Location labeling records
---
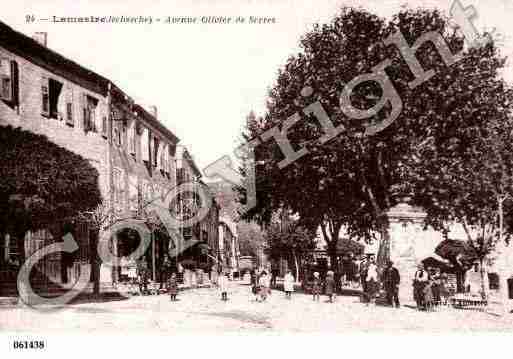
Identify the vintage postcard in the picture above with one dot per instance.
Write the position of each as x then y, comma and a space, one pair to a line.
257, 166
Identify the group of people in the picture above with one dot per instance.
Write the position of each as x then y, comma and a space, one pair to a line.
429, 285
429, 288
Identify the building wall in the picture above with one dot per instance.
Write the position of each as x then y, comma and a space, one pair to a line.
92, 146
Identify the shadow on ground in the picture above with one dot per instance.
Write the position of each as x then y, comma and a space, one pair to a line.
244, 317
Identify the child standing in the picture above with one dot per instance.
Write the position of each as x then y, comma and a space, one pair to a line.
330, 286
288, 284
316, 286
264, 284
172, 287
222, 282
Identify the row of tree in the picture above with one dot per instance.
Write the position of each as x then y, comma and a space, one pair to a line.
449, 151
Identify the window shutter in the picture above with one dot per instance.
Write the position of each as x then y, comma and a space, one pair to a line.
69, 106
131, 137
45, 96
92, 115
145, 144
104, 126
15, 83
6, 78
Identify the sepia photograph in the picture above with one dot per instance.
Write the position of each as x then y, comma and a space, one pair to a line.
255, 168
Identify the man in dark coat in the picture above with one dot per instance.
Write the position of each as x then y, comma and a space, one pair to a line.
391, 280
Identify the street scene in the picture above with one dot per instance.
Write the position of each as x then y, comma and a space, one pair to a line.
348, 169
201, 310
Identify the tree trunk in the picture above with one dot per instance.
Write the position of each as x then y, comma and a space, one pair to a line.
94, 261
384, 246
296, 264
482, 272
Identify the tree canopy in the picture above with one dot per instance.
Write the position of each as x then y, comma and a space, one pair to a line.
353, 180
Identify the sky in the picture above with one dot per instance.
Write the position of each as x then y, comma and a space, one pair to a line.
205, 79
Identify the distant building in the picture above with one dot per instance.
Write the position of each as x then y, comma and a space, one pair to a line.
135, 154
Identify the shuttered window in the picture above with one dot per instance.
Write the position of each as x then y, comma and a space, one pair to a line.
45, 97
69, 106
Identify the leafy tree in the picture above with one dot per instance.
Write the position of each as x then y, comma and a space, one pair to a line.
290, 241
354, 180
467, 176
42, 185
251, 238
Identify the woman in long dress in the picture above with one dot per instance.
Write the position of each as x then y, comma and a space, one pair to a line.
264, 284
288, 284
372, 281
330, 285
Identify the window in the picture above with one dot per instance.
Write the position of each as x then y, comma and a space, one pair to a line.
50, 92
89, 107
145, 144
69, 106
118, 189
6, 74
131, 138
104, 126
117, 137
155, 153
163, 162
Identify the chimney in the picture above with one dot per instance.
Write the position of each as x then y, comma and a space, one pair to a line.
154, 111
41, 38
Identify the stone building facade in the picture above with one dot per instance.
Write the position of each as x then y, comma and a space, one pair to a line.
84, 112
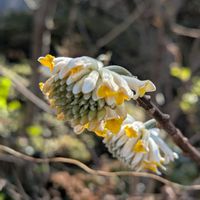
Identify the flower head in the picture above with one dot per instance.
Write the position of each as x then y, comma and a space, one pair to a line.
84, 92
139, 146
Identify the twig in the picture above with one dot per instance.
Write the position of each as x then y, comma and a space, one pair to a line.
169, 127
185, 31
97, 172
119, 29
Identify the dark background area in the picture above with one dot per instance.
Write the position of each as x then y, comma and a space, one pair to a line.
154, 39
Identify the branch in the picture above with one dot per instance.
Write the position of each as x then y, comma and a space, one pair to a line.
185, 31
169, 127
98, 172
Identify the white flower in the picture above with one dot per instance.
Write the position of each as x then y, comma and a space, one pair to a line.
84, 92
139, 147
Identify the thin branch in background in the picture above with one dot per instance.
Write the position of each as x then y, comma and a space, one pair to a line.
23, 90
98, 172
169, 127
185, 31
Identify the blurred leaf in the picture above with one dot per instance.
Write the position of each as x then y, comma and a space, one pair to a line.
14, 105
182, 73
188, 101
3, 103
34, 130
2, 196
5, 85
196, 86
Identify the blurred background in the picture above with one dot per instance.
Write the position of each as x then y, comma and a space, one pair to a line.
155, 39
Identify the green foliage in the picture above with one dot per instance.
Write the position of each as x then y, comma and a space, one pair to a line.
34, 130
182, 73
14, 105
5, 85
190, 99
2, 196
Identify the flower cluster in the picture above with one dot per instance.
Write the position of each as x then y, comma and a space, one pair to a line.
139, 146
91, 96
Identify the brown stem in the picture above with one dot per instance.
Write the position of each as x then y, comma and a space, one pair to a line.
169, 127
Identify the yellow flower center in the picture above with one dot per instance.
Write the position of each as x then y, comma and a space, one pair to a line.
47, 61
104, 91
114, 125
75, 70
101, 133
60, 116
153, 166
140, 147
142, 90
41, 85
130, 132
120, 97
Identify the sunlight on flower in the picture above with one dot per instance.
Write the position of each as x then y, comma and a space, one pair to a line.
47, 61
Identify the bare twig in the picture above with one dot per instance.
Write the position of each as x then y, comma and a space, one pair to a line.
185, 31
98, 172
169, 127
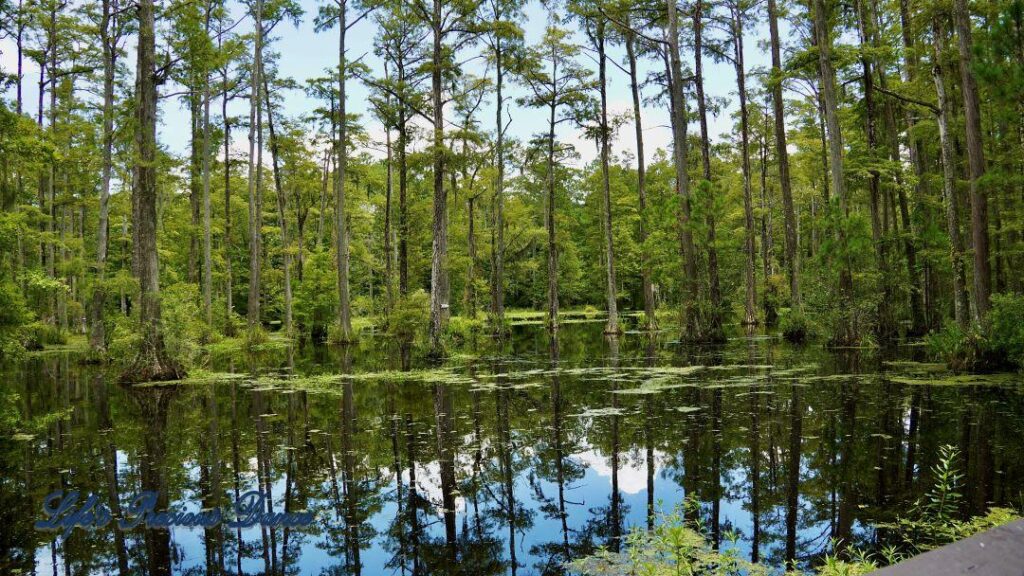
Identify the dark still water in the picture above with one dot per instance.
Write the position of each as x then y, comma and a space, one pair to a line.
495, 463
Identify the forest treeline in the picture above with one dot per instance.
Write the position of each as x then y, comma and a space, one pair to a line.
870, 189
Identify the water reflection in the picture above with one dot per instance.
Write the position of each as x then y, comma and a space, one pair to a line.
509, 463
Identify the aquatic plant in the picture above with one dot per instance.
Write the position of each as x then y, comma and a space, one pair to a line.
677, 545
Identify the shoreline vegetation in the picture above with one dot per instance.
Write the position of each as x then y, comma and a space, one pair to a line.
679, 544
866, 190
461, 169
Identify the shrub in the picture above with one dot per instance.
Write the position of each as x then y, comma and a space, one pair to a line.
796, 327
335, 336
462, 328
675, 546
1006, 329
998, 344
957, 348
39, 335
182, 323
411, 316
13, 315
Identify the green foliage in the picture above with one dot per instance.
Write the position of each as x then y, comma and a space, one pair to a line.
411, 316
182, 323
462, 329
38, 335
956, 347
998, 344
673, 547
935, 520
255, 336
316, 295
13, 315
124, 339
677, 546
796, 327
1005, 329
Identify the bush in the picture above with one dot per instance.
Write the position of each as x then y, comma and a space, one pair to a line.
182, 323
960, 350
676, 546
335, 335
999, 344
462, 328
1006, 329
13, 315
796, 327
411, 316
39, 335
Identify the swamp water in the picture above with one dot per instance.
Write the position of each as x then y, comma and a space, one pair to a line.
491, 463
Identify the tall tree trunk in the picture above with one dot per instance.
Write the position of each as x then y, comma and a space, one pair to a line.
782, 157
388, 256
255, 179
976, 162
97, 333
750, 303
228, 280
498, 247
438, 260
282, 206
690, 330
207, 215
918, 295
471, 256
402, 205
550, 217
152, 362
885, 329
605, 134
341, 227
770, 293
645, 272
714, 330
962, 307
846, 332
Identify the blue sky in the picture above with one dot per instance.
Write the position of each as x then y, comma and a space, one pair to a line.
305, 53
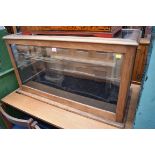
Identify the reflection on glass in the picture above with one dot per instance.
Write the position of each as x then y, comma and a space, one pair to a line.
88, 77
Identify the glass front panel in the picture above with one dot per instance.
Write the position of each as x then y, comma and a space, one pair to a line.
88, 77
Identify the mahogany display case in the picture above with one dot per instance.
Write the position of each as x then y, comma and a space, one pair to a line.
88, 76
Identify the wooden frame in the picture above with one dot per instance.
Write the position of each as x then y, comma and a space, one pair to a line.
127, 47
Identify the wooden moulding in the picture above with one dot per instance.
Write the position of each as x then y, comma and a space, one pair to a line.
70, 103
128, 49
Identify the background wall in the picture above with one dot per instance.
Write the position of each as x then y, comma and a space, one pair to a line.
145, 116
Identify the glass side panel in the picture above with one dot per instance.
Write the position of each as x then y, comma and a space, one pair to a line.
88, 77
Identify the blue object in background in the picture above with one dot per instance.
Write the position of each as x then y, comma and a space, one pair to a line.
145, 115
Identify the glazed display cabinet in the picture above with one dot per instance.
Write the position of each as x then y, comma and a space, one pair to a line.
84, 75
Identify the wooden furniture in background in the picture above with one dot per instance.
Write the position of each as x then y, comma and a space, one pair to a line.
140, 60
66, 119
---
**WHAT IS ASKED:**
Reproduce the listing above exactly from the line containing "Identify the glass front" through its last line, with both of those lines included.

**SOLUTION FOR THIS TASK:**
Identify the glass front panel in the picture above with one dot per instance.
Write the position of each as x then y, comma and a space, one pair to a line.
88, 77
Identify the mahogany display case in the picture above with one dot per instance.
Write the position of each as x then y, comma and a space, one pair to a line.
88, 76
Identify the wooden frame in the picture above with one dot per instance.
Write the position of each as x then y, comma and a space, one pair to a line.
127, 47
Identify the wooden moulding in the picture above with one dot per instance.
Write the position of each as x then y, comma and a space, one pair to a line.
70, 103
128, 49
Identify the background wall in the picture above with one dot per instance.
Write the position of each as x then y, comma and a space, one pair to a line.
145, 116
Identify the glass side panel in the picture above with one dot per instance.
Write the position of each as x then y, comma and a space, one pair to a line.
88, 77
Identify the blue object in background in the picture above with one dot per instance.
Write the position of each as x then y, comma and a space, one pair to a line.
145, 115
Identify the glazed display cabinet in the picture above with one dot per instance.
Write the position of each as x then y, comma and a space, one pair to a line.
84, 75
Identify the wooden furniture in background in the picture above with one dot per instance.
Write the position of each as x then y, comma and a space, one pair to a line.
140, 60
66, 119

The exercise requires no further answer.